PROBLEM DETAILS:
Write the data below out in full, exactly as it stands.

DATA FOR THIS TASK:
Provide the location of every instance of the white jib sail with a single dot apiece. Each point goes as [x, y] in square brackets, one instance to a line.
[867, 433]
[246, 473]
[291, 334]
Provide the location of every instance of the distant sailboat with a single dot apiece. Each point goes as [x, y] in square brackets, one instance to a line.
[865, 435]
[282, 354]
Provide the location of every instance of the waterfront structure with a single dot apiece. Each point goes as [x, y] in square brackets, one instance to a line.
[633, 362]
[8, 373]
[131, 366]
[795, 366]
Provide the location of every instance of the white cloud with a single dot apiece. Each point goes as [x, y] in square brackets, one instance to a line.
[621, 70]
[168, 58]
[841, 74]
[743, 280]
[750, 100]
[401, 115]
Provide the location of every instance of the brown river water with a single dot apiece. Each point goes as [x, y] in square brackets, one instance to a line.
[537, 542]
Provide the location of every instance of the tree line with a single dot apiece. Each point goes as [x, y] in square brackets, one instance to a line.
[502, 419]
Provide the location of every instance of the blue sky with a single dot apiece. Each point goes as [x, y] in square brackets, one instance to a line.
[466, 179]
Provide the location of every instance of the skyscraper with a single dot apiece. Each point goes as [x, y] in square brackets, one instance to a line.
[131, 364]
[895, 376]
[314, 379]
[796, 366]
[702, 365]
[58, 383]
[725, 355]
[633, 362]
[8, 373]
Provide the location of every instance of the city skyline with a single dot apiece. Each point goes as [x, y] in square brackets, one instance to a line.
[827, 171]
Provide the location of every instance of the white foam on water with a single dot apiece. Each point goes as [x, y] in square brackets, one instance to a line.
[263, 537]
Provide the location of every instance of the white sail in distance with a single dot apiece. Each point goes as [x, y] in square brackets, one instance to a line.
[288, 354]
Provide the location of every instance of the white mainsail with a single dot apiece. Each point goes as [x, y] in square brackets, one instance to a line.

SOLVED PROBLEM:
Provide the location of every instance of the white jib sail with a single dot apiece. Each point goes as [x, y] in square brackets, one instance to a line.
[867, 433]
[246, 473]
[291, 334]
Provide the location of every instance of the distant sailboat with a single dot apiece. Each point goes as [x, y] in square brackets, one instance to a line.
[865, 435]
[282, 354]
Provide the location of every instance of the waterfront structure with a single dot apiece. Each point goes as [x, y] in square brackets, one instance to a line.
[633, 362]
[8, 373]
[131, 366]
[795, 366]
Provide the location of every instance of the white cloud with a single dot apiece. Each point goes as [x, y] in square brackets, one instance to a line.
[621, 70]
[168, 58]
[841, 74]
[743, 280]
[750, 100]
[401, 115]
Provide the location of every instance of the brown river water with a single dot apiece. Each point goes as [x, y] in square brackets, one instance to a line.
[537, 542]
Provide the location of every instance of the tree line with a single dot apiece. Each point goes as [x, y] in square brackets, one instance to a line.
[502, 419]
Provide the location of every instance of the blue sky with a single dot apiece. Each point goes as [x, y] in square brackets, one instance to a line.
[466, 179]
Provide the location of every instance of the skyscraper with a single dot apiece. Each point goes as [x, y] in square brackets, one instance to a line.
[131, 364]
[895, 376]
[314, 379]
[796, 366]
[702, 365]
[58, 383]
[725, 355]
[633, 362]
[8, 373]
Provide the location of every instance of the city skyline with a single dot apiece. Each point goes as [x, y] in square brackets, one instance to a line.
[827, 171]
Provide the location of every instance of the white foam on water with a single dot apiece. Each point goes as [x, y] in square brackets, one instance to a line.
[263, 537]
Provide the location of every instance of the white sail in distance with a single dot apiece. Each point goes as [x, y] in square brackets, one instance to a line.
[288, 354]
Provide the location of every instance of the white mainsail with a single dot apiece. Each point goes as [x, y] in square brackets, one instance to a line.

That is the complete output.